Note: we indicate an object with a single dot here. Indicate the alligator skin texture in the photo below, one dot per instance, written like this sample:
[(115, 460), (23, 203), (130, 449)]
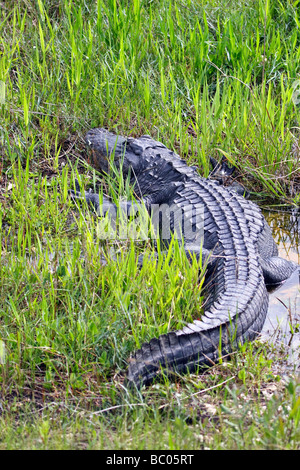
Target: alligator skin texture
[(236, 240)]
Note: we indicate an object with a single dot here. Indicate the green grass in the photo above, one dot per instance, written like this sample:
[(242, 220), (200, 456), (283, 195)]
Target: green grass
[(206, 78)]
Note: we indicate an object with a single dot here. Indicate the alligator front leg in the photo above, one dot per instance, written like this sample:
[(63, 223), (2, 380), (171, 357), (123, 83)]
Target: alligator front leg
[(102, 205)]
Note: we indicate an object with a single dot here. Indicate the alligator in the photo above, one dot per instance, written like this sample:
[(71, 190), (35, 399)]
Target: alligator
[(236, 246)]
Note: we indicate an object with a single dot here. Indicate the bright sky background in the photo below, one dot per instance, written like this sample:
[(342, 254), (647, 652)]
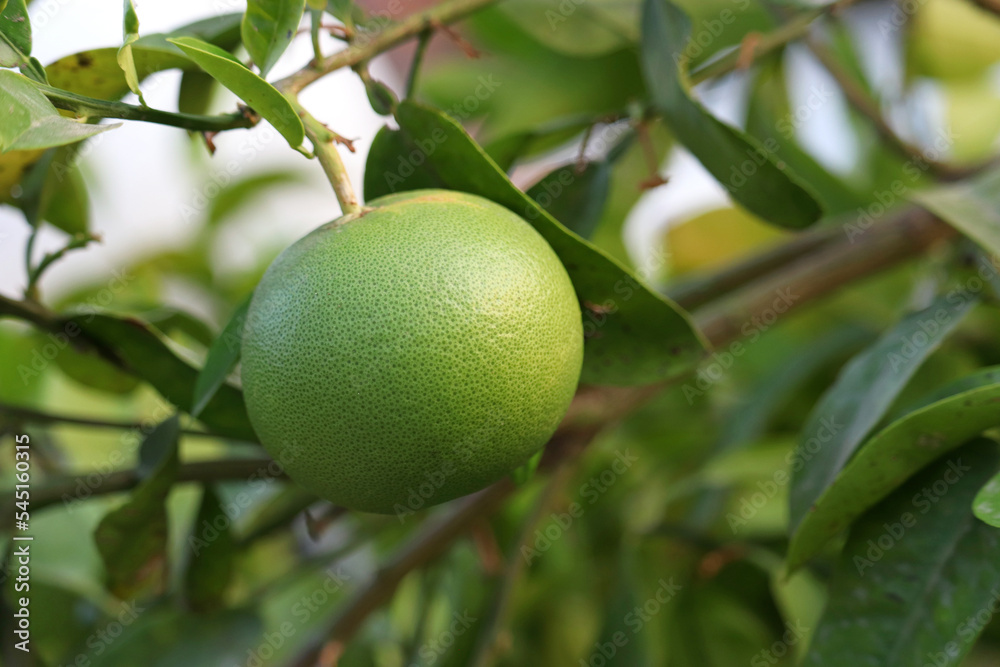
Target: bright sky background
[(141, 176)]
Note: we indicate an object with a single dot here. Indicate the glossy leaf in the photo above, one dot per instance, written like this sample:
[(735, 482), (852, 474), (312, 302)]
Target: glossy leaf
[(915, 573), (221, 359), (132, 539), (889, 458), (633, 335), (144, 352), (972, 207), (125, 57), (31, 121), (213, 551), (267, 29), (861, 396), (261, 96), (748, 170), (15, 28), (575, 198), (986, 505)]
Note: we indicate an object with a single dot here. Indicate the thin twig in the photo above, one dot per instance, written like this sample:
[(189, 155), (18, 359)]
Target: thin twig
[(487, 646), (37, 417), (761, 45), (80, 487), (366, 45), (863, 103)]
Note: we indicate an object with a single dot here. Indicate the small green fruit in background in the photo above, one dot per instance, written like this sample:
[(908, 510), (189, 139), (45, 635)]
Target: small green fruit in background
[(412, 354)]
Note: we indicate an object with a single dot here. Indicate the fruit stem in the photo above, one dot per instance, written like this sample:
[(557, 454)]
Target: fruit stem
[(323, 140)]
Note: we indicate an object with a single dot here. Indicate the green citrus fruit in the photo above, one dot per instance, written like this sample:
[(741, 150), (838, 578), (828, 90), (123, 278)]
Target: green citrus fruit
[(413, 353)]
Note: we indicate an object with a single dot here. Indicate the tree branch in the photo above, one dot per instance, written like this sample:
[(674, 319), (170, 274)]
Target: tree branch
[(739, 58), (365, 46), (79, 487), (814, 275)]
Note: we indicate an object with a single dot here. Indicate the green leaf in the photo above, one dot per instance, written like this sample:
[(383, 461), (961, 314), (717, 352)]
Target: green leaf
[(771, 121), (889, 458), (144, 352), (575, 198), (16, 30), (267, 29), (132, 539), (261, 96), (861, 396), (213, 552), (633, 335), (125, 57), (238, 194), (915, 572), (30, 120), (748, 170), (986, 505), (972, 207), (222, 357)]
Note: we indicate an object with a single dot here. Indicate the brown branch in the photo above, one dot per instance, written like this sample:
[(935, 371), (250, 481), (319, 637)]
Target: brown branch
[(908, 234), (809, 275), (868, 107)]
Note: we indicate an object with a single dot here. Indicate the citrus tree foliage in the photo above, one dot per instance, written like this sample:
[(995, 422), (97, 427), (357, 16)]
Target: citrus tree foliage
[(783, 450)]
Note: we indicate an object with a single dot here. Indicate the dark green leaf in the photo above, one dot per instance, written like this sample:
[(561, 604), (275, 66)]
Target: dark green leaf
[(972, 207), (132, 539), (144, 352), (575, 198), (860, 397), (382, 100), (30, 120), (915, 573), (125, 57), (222, 357), (986, 505), (16, 30), (213, 552), (889, 458), (261, 96), (772, 121), (241, 193), (157, 447), (748, 170), (267, 29), (633, 335)]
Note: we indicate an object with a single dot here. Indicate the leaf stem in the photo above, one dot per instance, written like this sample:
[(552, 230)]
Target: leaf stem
[(764, 44), (96, 108), (323, 140)]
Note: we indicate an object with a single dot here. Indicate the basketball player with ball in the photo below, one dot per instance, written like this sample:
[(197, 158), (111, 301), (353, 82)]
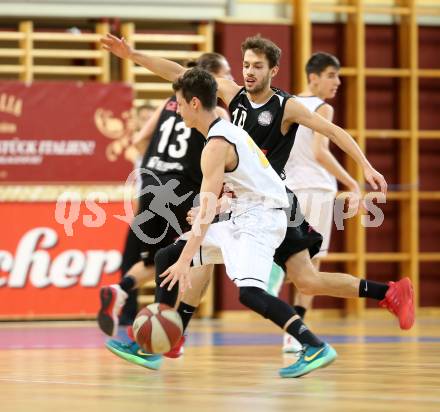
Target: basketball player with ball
[(245, 242)]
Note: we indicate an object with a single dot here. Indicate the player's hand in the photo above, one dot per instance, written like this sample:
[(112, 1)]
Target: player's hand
[(192, 214), (119, 47), (375, 179), (179, 272), (354, 197)]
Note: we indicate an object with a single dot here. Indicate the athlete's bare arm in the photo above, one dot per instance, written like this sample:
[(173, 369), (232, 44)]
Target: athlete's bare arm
[(214, 160), (164, 68), (295, 112)]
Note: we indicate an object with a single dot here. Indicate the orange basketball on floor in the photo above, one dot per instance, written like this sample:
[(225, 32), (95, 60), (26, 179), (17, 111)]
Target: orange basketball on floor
[(157, 328)]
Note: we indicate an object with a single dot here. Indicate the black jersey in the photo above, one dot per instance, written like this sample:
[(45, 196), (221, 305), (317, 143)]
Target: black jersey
[(263, 124), (174, 148)]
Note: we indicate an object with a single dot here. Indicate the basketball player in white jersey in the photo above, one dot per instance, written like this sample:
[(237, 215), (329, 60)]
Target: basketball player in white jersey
[(247, 240), (311, 157), (272, 116)]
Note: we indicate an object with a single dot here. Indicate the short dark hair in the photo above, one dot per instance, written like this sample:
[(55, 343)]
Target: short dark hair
[(197, 82), (212, 62), (260, 45), (320, 61)]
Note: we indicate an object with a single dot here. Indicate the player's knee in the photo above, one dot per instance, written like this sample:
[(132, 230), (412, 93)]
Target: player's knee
[(254, 298), (166, 257)]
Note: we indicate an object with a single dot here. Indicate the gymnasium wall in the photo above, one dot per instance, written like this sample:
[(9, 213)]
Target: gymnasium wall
[(382, 113)]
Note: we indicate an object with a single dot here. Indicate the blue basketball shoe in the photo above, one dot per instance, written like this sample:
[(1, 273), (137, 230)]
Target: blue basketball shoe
[(311, 358), (133, 353)]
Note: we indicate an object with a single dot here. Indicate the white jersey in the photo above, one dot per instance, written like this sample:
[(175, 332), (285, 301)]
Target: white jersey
[(302, 169), (253, 181)]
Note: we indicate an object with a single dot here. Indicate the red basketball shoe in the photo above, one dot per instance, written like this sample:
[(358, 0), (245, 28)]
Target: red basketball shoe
[(399, 300), (177, 350)]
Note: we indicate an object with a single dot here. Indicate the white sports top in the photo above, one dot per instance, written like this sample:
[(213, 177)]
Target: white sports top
[(253, 181), (302, 169)]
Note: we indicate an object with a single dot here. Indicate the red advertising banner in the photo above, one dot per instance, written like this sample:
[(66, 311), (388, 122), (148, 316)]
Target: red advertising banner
[(64, 131), (46, 272)]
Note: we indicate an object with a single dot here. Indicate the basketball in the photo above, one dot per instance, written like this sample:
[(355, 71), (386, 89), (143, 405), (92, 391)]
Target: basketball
[(157, 328)]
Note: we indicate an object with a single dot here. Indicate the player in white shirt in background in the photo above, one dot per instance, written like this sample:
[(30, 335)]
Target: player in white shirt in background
[(312, 170)]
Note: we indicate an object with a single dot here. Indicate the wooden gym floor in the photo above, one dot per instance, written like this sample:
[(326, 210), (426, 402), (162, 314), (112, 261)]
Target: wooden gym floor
[(228, 366)]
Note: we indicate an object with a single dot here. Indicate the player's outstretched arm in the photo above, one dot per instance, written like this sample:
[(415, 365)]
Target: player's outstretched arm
[(297, 113), (164, 68)]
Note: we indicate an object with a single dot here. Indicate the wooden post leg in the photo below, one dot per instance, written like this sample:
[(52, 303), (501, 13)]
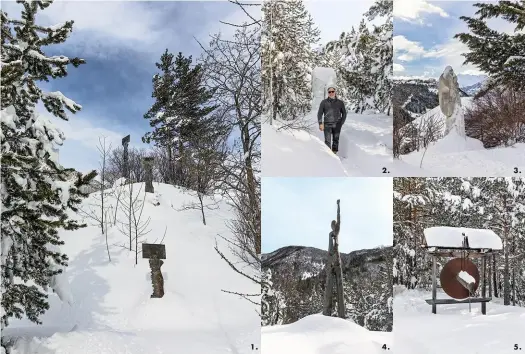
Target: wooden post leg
[(483, 277), (434, 284), (329, 285)]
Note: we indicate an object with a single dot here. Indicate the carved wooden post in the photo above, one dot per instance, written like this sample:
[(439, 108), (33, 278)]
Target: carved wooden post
[(156, 253), (434, 283), (483, 284), (148, 166), (125, 167), (334, 268)]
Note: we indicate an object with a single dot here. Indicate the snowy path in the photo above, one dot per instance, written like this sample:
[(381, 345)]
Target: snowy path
[(319, 334), (112, 310), (365, 144), (453, 330)]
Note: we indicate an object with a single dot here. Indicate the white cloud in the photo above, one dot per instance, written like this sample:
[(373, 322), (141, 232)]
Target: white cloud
[(398, 68), (450, 53), (402, 44), (104, 28), (407, 50), (331, 23), (412, 10)]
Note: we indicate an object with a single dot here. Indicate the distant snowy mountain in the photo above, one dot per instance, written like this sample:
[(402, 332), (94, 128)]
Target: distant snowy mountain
[(298, 275), (415, 95), (471, 90)]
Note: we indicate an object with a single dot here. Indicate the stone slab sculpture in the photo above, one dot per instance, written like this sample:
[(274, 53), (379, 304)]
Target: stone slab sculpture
[(450, 101)]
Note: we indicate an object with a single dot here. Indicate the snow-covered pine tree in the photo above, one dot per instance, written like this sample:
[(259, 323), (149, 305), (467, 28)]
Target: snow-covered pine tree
[(36, 190), (364, 65), (382, 54), (287, 58), (499, 54), (488, 203), (179, 114)]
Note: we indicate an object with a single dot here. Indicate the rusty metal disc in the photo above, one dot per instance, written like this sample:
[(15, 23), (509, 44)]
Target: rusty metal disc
[(450, 283)]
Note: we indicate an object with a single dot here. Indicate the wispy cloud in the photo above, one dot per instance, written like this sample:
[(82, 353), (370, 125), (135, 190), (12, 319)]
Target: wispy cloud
[(298, 211), (415, 10)]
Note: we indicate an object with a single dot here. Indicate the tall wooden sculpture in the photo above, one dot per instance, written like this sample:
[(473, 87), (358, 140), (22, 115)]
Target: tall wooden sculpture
[(334, 270)]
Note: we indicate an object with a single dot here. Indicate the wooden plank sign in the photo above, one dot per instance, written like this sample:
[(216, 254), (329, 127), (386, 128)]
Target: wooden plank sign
[(152, 250)]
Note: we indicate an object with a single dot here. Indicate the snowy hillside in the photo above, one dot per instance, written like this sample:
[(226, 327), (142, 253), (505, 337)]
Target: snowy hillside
[(454, 156), (365, 144), (111, 310), (455, 330), (318, 334)]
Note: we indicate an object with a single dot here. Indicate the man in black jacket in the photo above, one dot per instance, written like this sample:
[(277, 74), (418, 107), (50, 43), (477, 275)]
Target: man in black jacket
[(334, 113)]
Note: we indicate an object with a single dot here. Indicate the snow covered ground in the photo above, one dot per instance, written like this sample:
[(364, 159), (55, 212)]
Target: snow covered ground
[(365, 145), (453, 330), (318, 334), (453, 156), (112, 311)]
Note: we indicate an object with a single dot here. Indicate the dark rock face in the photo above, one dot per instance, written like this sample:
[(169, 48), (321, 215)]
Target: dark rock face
[(298, 275)]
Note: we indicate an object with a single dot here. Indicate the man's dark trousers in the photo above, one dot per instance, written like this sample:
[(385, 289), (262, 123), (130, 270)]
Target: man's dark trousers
[(331, 135)]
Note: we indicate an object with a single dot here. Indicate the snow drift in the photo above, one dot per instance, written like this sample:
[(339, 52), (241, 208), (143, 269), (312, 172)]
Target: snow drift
[(318, 334), (454, 330), (455, 156), (365, 144), (112, 311)]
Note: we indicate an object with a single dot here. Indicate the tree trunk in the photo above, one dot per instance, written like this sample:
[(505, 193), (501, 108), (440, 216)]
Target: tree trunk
[(329, 285)]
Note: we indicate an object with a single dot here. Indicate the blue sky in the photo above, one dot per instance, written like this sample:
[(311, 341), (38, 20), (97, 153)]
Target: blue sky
[(335, 16), (423, 38), (298, 211), (121, 41)]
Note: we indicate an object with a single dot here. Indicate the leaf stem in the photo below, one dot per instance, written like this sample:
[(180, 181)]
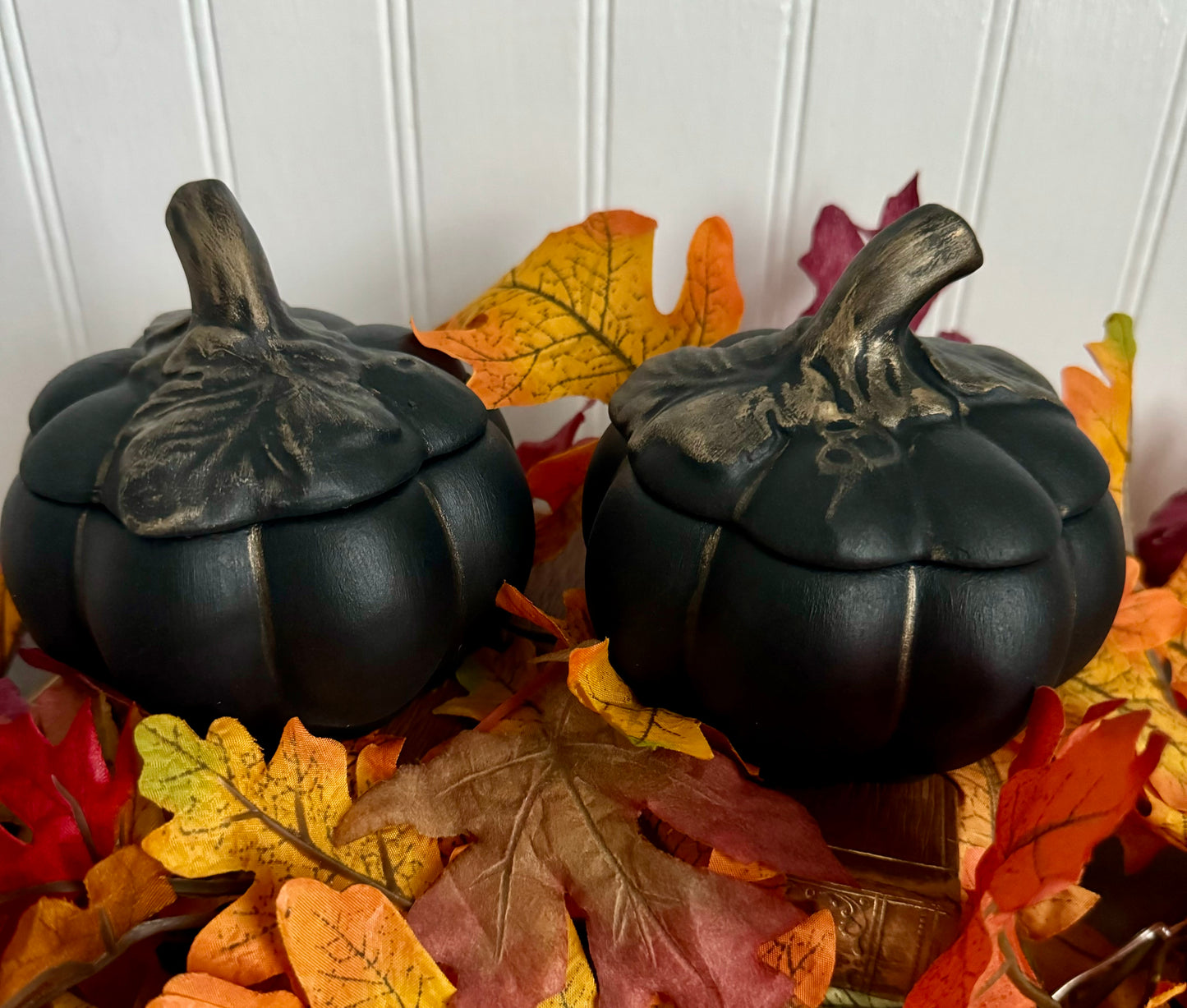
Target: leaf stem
[(59, 978)]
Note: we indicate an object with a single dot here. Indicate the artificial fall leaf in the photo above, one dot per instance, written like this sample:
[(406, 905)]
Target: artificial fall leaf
[(836, 240), (807, 954), (581, 987), (532, 451), (594, 682), (232, 811), (10, 624), (577, 316), (979, 785), (355, 948), (1166, 992), (747, 872), (491, 678), (557, 483), (200, 991), (1103, 411), (1056, 914), (1139, 688), (1162, 544), (242, 944), (66, 794), (554, 811), (376, 762), (1061, 803), (122, 891), (1147, 618), (1064, 794)]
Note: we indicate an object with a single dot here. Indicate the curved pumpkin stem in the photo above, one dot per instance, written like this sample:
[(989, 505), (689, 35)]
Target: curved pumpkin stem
[(898, 272), (231, 282)]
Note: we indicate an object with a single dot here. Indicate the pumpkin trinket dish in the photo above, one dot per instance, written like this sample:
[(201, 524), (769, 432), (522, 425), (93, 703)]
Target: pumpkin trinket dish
[(853, 550), (258, 511)]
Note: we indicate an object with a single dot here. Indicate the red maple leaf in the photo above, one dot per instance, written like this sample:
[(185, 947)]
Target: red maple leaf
[(554, 815), (1162, 544), (66, 794), (532, 451)]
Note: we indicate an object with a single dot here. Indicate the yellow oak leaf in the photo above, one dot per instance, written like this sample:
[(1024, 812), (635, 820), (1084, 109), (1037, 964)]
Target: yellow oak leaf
[(577, 317), (56, 943), (232, 811), (10, 624), (979, 784), (355, 948), (807, 954), (594, 682), (1112, 676), (200, 991), (1103, 411), (581, 988)]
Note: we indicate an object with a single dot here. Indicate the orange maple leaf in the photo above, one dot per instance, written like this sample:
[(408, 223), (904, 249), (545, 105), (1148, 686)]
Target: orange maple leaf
[(1061, 798), (200, 991), (1147, 618), (1103, 411), (55, 936), (577, 317)]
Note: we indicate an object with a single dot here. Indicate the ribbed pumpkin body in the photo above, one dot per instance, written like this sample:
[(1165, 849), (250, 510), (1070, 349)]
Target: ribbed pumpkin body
[(855, 551), (263, 518)]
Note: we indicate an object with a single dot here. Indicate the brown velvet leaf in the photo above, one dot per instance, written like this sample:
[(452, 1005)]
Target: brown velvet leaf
[(554, 811)]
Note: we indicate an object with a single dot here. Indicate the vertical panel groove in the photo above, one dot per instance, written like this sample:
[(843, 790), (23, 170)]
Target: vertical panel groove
[(199, 23), (1157, 192), (978, 151), (35, 158), (784, 167), (595, 85), (397, 39)]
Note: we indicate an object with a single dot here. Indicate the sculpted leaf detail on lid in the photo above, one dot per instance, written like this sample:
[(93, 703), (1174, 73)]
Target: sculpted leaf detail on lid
[(242, 410), (848, 440)]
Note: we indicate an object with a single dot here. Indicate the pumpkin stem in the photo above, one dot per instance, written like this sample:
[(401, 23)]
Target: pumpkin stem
[(231, 282), (895, 274)]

* [GIVEN PROBLEM]: Could you rewrite the part of the rows that opens with the line containing "Indicate the glossy" and closes with the line containing "[(739, 58), (365, 46), (79, 487), (814, 275)]" as a JSON list of strings, one string per line, with blank lines left out?

* [TASK RESULT]:
[
  "Note: we indicate an object with a single dot here. Indicate the glossy leaf in the photo above, one dot per instance, written like this sample:",
  "[(735, 482), (852, 474), (312, 302)]",
  "Target: glossy leaf",
  "[(915, 573), (221, 359), (132, 539), (889, 458), (633, 335), (144, 352), (972, 207), (125, 57), (31, 121), (213, 551), (267, 29), (861, 396), (261, 96), (748, 170), (15, 28), (575, 198), (986, 505)]",
  "Note: we indicate an object with a single dot here. Indicate the thin twig in the photo above, one dot per instance, written like this sample:",
  "[(189, 155), (18, 359)]",
  "Target: thin twig",
  "[(487, 646), (37, 417), (761, 45), (80, 487), (366, 45), (863, 103)]",
  "Note: we indicate an object with a single dot here. Indicate the small green fruit in background in the photo above, one dot per instance, written like this sample:",
  "[(908, 510), (189, 139), (45, 635)]",
  "Target: small green fruit in background",
  "[(412, 354)]",
  "Note: we indicate an object with a single dot here. Indicate the fruit stem in the photo above, one dot per instance, written like this sample:",
  "[(557, 454)]",
  "Target: fruit stem",
  "[(323, 140)]",
  "Note: we indicate an object with a single dot here. Indicate the green citrus fruit in the photo above, one dot per instance, written like this sample:",
  "[(741, 150), (838, 578), (828, 90), (123, 278)]",
  "Target: green citrus fruit",
  "[(413, 353)]",
  "Note: we indicate an object with a single dot here. Indicate the tree branch in the photo above, one dot per instance, written like this sample:",
  "[(674, 319), (170, 274)]",
  "Target: tree branch",
  "[(739, 58), (365, 46), (79, 487), (814, 275)]"
]